_Exercise aim:_ Reproduce each record exactly. The pictures should be skipped.

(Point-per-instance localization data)
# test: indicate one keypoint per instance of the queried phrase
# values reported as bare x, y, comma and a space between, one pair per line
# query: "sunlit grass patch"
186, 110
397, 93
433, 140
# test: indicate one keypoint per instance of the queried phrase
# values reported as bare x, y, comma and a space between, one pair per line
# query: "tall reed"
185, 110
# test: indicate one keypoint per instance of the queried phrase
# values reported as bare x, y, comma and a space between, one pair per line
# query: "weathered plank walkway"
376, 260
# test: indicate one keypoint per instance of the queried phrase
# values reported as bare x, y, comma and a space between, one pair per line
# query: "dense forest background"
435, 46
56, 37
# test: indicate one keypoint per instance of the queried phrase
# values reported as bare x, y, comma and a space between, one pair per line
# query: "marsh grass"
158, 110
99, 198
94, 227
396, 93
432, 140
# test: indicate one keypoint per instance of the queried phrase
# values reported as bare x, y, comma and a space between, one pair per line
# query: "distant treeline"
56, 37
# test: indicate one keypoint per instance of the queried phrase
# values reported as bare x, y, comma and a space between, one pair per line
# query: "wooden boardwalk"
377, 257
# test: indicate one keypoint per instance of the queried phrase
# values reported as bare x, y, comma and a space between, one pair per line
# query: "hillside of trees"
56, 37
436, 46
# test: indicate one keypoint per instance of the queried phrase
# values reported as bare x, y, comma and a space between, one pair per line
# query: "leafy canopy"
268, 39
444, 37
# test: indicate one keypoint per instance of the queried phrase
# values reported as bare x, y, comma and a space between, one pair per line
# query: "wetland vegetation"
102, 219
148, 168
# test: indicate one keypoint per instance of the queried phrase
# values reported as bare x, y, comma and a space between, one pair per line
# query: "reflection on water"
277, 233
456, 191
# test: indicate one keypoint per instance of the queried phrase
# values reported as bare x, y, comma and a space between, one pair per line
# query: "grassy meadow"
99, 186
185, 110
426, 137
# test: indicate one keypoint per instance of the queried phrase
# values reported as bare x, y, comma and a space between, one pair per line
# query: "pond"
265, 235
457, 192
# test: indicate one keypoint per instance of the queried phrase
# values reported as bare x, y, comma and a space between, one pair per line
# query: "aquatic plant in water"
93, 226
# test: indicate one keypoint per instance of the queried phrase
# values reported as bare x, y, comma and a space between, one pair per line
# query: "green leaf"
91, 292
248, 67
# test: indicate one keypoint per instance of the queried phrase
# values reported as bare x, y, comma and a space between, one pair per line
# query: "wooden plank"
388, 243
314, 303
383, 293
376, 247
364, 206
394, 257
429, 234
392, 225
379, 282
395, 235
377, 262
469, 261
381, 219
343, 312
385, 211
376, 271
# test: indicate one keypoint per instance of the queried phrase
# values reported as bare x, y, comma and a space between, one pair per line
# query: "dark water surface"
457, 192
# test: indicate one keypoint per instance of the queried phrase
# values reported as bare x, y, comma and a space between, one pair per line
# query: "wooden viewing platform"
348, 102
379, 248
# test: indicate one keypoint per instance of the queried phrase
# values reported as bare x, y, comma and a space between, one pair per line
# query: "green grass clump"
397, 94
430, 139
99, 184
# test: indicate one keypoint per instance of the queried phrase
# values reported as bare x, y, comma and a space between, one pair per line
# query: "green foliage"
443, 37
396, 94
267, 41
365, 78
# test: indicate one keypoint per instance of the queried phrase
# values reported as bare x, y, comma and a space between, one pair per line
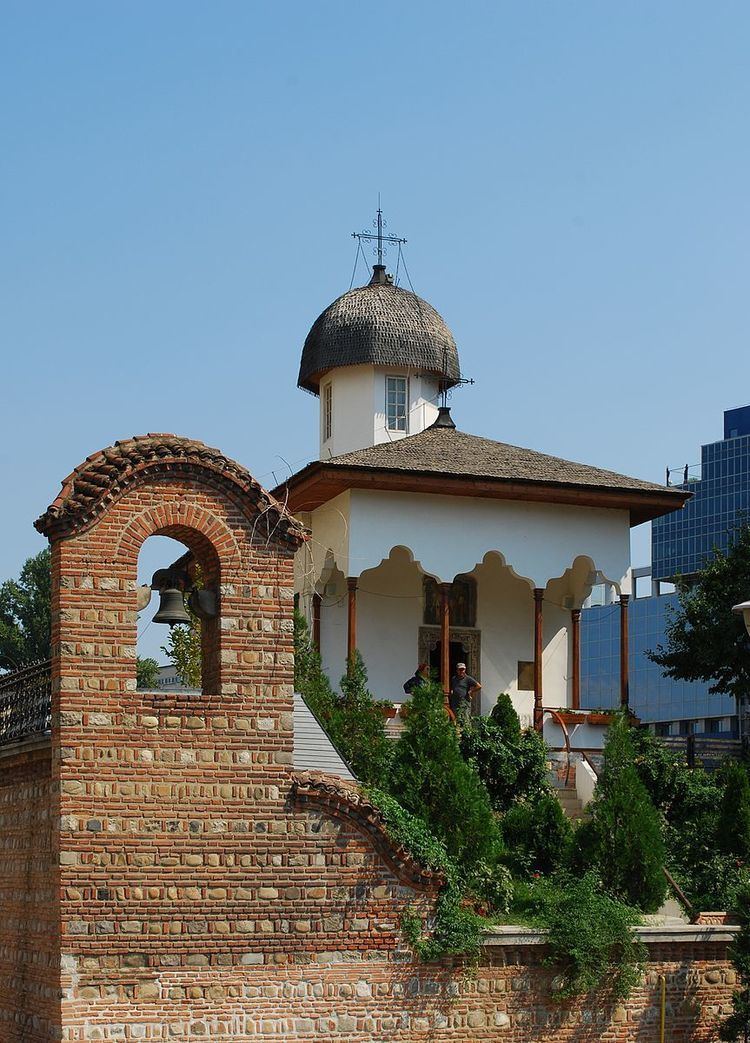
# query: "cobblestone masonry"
198, 892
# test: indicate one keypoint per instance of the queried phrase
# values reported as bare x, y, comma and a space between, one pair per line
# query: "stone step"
570, 803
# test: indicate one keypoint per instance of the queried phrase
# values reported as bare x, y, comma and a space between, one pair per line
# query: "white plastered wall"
389, 613
333, 627
557, 546
505, 614
358, 407
449, 535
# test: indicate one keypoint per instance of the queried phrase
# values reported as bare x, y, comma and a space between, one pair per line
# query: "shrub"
359, 727
623, 837
736, 1026
506, 719
511, 763
432, 780
590, 936
456, 928
354, 722
733, 824
688, 800
537, 835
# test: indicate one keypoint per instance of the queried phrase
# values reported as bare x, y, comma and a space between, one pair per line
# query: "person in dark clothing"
462, 687
419, 677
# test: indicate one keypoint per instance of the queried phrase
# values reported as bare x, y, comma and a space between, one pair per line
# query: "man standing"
462, 687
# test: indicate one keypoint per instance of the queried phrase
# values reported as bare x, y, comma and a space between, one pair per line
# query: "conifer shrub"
511, 763
360, 727
506, 719
432, 780
590, 939
353, 721
736, 1025
537, 835
623, 835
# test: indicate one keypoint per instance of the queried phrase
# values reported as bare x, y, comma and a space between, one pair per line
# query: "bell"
171, 607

_Result of the task:_
# test: indicate one keypoint per instance of the queried phrase
# values reported as bare x, y, comma and a space between, one pair per line
# query: "sunlit grass patch"
186, 110
397, 93
433, 140
# test: indicate one keypoint per instance of the queried phrase
# values reported as bare x, y, comma and a space between, one pair per line
# query: "tall reed"
185, 110
# test: indicate one keypoint per instance of the queried phrase
# values reported as bare x, y, comma and a space between, one pair per line
# query: "weathered plank walkway"
376, 260
# test: indicate one keypoint per instance of the queried phrase
# values reported as bare x, y, comma and a space between, one pair per line
# query: "dense forest background"
435, 46
56, 37
# test: indicate one keypoint per instance of the queried phrase
# values reported as bare x, y, comma and a space between, one pair per line
# query: "marsh grass"
158, 110
99, 198
94, 227
396, 93
432, 140
# test: indicate one keypoint per instance of the queried phrase
# values reported as bare x, y, comma and a space between, one pair per line
# query: "distant treeline"
56, 37
# test: indicate one keypoint per instance of the queried phrase
# values reported as bare x, y, comma and a space between, one pair per line
# query: "wooden boardwalk"
377, 257
# test: indicate one keypoint per instance of the queried phrase
# values reported as bare x, y, comma and a space between, one pair per line
# query: "hillside of trees"
56, 37
436, 46
# test: indicate one keypoint per instance of the queried phrase
# values reported as bare x, y, comma and a space between, one pair per line
# query: "leafy canopy"
268, 39
444, 37
# test: indicate one keypoint per instance of the queried phrase
# values reported as bare x, y, comma and a space between, one pair per line
# query: "wetland vegetation"
102, 219
148, 168
# test: indicate one keypoint per instance of the queried phrase
# values reported as bare x, y, comma and a space between, one pair per line
# query: "reflection on water"
277, 233
456, 191
# test: indicate one keypoint per instance of the queried phrase
# values reported as bare x, y, comma and a space between, one pair per line
# query: "grassy meadow"
99, 186
185, 110
426, 137
# test: indicate one keypoint per instance of the queried phrase
# values reported as bare x, y, comma and a space between, one pair per line
# query: "pond"
265, 235
457, 192
# test: indicate one keypoint per instance of the queried phrase
# values reported as bare x, y, comma and a space between, one pair per line
# query: "aquatic plant in water"
93, 226
# test: indicate one keypoint per instance of the queried phrase
# values reported as bare x, y, comma and a space between, one pair per line
# query: "green leaf"
91, 292
248, 67
# test: indicate one keypoint per instance of the queried phrase
# values reported as bare x, y, comma and a space between, one pair per line
# query: "wooden plank"
388, 243
314, 303
383, 293
376, 247
364, 206
394, 257
429, 234
392, 225
379, 282
395, 235
377, 262
469, 261
381, 219
343, 312
385, 211
376, 271
# test: indicate one keypoint per instance of the queried phrase
# values reported as bare x, y, comma and a space between, one pair per line
# query: "dark water surface"
457, 192
# test: indicate one keypoint per instance of the queried phrase
# values reported as bare x, y, comma and a space between, one pair per line
# query: "wooden viewing platform"
348, 102
379, 248
# test: indicate one keypoint per instance of the queried phrase
# values reported as bare x, y, comma and a space between, one pair per line
# query: "green grass clump"
397, 94
430, 139
99, 184
# test: indicate one keypoint per instance of the queried phrase
# values reported as bare x, y, comma and a space between, one pair per line
# query: "green foliage"
443, 37
396, 94
267, 41
365, 78
# test: indicate one keypoint per instance of the queried phrase
# values reported as bare x, y, comma and a space between, one pair per line
# query: "cobblestone masonry"
198, 892
# test: indicate one keypoint per instance of the queried phrase
# values reported as bare x, y, comma and a space between, one pair per line
# query: "stone step"
570, 803
# test: indicate one keypoint per instance of the queried phrase
# values reported as bare x, y, comma and a space between, one pair per line
# query: "white plastered wall"
389, 613
333, 627
557, 546
505, 614
358, 407
449, 535
# test: indicate one keypoint per instance of the queried phrase
# values reported as bare x, y, comma and a space between, one pair per line
# query: "shrub"
359, 727
623, 837
736, 1026
506, 719
511, 763
432, 780
590, 936
456, 928
354, 722
733, 824
688, 800
537, 835
# test: indicate one keypoint per instance of the queried phrase
# values reported as bare x, y, comma and a space between, one pair per line
# query: "person in dark clothing"
462, 687
419, 677
# test: indicate one keypoint per instance of the queried phrase
# values reported as bare x, y, comma and a space between, one pair per line
# query: "man standing"
462, 687
# test: indicate one keypoint per instance of the queried phrase
# values reported as bare x, y, comma and a space between, one pair per line
# query: "conifer shrub"
511, 763
360, 727
506, 719
432, 780
590, 939
353, 721
736, 1025
537, 835
623, 835
# test: indicate one keypoint per instance of the queried phrase
# values reported as bare x, y, comma and a space between, one pair per line
# query: "bell"
171, 607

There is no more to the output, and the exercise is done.